**TASK BRIEF**
Continue the comments below about Johnny Weissmuler and ERB, picking up after the last one shown.

**TEXT SEGMENT**
'''
Regarding Johnny Weissmuler, in the early seventies he broke a hip and doctors found out he had a heart condition. Imagine that, after being a swimmer all his life. He had a stroke at Caesar’s Palace in Vegas and several more later and for a time was put in The Motion Picture and Television Country House in Woodland Hills. He was only there several weeks. I can remember reading news stories at the time that he would disturb the whole hospital by riding up and down the halls in his wheelchair doing his Tarzan call. His fifth wife Maria Baumgardner took him out of the hospital and they went down to Acapulco, where they had a small house. There are accounts that she used him in his feeble condition for monetary gain, including settin him up in bed with oxygen mask and IV so a National Enquirer photographer could take pictures of him. Now that is tragic.
Very good article. I remember reading that ERB was one of the first writing superstars (and a spec fic writer, to boot!) and gained quite a bit of fame and fortune. I was wondering whatever happened to the ranch and the town and all that.
Now I (kinda) know. Sounds like you need to make another trip out there and see how things are now.
Worth reading but kind of a downer! Here’s hoping ERB gets something more permanent next year.
'''
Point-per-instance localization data
'''
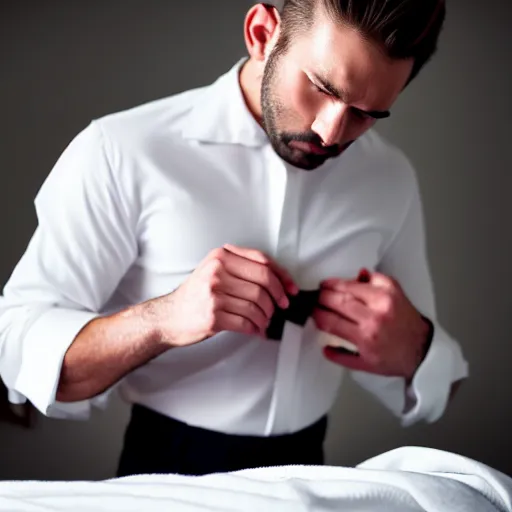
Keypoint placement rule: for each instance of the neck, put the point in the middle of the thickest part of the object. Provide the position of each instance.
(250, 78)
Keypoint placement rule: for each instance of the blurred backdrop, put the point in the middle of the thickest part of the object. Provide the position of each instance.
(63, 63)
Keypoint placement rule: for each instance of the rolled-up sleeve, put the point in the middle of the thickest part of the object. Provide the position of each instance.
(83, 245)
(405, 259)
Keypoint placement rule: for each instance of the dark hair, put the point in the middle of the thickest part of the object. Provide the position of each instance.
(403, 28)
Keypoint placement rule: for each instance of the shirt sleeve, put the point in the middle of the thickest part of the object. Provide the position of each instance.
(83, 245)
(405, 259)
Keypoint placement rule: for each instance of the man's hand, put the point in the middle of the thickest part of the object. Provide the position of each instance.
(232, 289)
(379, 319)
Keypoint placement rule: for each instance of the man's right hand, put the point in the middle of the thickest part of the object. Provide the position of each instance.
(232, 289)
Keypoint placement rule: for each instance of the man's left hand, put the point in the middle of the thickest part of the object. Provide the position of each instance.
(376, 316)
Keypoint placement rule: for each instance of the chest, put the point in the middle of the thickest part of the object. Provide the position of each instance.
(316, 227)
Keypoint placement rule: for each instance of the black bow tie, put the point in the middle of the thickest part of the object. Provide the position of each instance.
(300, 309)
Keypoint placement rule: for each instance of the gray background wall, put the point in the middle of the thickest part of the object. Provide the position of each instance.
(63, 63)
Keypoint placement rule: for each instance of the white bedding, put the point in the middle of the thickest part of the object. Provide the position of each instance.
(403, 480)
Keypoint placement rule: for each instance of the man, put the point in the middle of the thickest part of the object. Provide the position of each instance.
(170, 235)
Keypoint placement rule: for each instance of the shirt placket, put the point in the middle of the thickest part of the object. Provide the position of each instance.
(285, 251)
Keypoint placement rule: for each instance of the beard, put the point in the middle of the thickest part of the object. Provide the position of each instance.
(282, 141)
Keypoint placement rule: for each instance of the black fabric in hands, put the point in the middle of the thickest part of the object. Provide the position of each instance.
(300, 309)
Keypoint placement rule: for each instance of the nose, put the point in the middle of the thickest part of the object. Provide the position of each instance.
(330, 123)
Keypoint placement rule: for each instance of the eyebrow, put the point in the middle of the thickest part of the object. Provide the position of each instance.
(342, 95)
'''
'''
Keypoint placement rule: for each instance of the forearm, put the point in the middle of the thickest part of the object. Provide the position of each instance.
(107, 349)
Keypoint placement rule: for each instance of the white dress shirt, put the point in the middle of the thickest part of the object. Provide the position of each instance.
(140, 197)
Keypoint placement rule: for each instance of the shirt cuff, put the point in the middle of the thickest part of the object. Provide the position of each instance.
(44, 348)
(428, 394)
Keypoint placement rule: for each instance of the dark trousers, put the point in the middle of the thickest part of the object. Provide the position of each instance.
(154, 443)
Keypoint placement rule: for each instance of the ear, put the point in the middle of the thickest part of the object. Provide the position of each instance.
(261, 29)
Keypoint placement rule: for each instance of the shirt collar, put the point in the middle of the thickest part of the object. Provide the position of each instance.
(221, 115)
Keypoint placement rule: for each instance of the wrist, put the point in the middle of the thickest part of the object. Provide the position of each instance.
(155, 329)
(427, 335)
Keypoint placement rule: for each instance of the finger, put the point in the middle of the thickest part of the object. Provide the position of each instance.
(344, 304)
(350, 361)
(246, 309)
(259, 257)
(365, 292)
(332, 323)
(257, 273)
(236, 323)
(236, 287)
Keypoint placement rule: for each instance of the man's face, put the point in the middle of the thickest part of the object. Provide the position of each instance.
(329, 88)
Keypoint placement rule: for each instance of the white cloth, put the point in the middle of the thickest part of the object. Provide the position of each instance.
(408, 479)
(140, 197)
'''
**EXERCISE RESULT**
Really fascinating account, John–thanks for sharing! I was about as surprised as everyone else. I think, standing there looking into that nondescript little office in that unmarked house, my eyes would’ve momentarily misted over, thinking of how much pleasure and joy of my youth originated in there.
I’m not the biggest ERB fan, but admittedly I’ve only read a few of his works and they didn’t do much for me. From time to time I give him another shot, so maybe something will jolt with me then.
Saying that, I still recognize the huge influence Burroughs has had and continues to have on speculative fiction. Without ERB we might not have had Flash Gordon which meant we might not have had Star Wars which meant we might not have had a ton of things we have today. And his influence stretched into thriller writing as well, setting standards for other pulp genres that still affect literature and cinema today.
Hopefully in the next year or two the man will receive at least as much recognition as Bob Howard has garnered over the last decade or so.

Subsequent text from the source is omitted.